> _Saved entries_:
····················

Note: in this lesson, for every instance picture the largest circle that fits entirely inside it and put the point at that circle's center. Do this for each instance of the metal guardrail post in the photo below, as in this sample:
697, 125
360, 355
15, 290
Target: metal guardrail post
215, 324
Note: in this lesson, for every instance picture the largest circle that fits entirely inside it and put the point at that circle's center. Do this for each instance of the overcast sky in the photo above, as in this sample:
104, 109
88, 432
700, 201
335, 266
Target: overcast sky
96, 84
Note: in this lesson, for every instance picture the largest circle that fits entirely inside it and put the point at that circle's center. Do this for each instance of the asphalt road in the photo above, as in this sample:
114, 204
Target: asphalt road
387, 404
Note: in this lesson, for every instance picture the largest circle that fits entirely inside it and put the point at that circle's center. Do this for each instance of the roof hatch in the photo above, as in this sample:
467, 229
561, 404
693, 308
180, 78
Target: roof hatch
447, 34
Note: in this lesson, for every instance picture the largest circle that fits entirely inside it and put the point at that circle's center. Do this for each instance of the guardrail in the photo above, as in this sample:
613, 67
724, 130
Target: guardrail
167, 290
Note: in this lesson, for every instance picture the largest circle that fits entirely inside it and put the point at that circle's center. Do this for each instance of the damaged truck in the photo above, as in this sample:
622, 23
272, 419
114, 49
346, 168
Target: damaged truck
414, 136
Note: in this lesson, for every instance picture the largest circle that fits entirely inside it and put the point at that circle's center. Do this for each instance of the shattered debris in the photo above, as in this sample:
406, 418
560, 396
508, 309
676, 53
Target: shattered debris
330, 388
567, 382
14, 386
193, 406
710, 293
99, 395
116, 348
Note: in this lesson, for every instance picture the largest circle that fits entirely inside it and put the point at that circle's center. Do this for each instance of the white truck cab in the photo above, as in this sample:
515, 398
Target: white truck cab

····················

> _WHAT NEEDS TO BE DONE_: Return only the lines above that run from the opening line through the line containing "of the guardrail", exactly as written.

> _RESULT OF THIS TASK_:
Note: in this lesson, for every instance picture the largest circle that fits entirely inside it and put the point at that circle's center. Do this for each instance of the metal guardrail post in the photo below, as in this sample:
697, 125
360, 355
15, 290
Target: metal guardrail post
215, 324
Note: in this lesson, for every instance picture the largest circle that fits entirely inside it and put the point at that circle's center. Do this for each instance of the overcast sky in the photo above, as in this sample:
104, 109
88, 432
700, 201
335, 266
Target: overcast sky
96, 84
Note: in this lesson, for every instance picture the largest circle that fits entirely inside it and put the point at that circle's center. Do this for each instance of the asphalt road in the photo above, as in this sample:
114, 204
Target: asphalt road
387, 404
Note: in this lesson, for every instance picture the largest circle that fits entirely inside it and put the point at that circle's center. Do this for each instance of the roof hatch in the photo above, as in this sample:
467, 229
561, 404
693, 308
180, 78
Target: roof hatch
447, 34
Note: in this lesson, for every instance picture the largest circle that fits entirely inside it and put the point at that circle's center. Do this for each instance of the guardrail in the photo above, as in this sample:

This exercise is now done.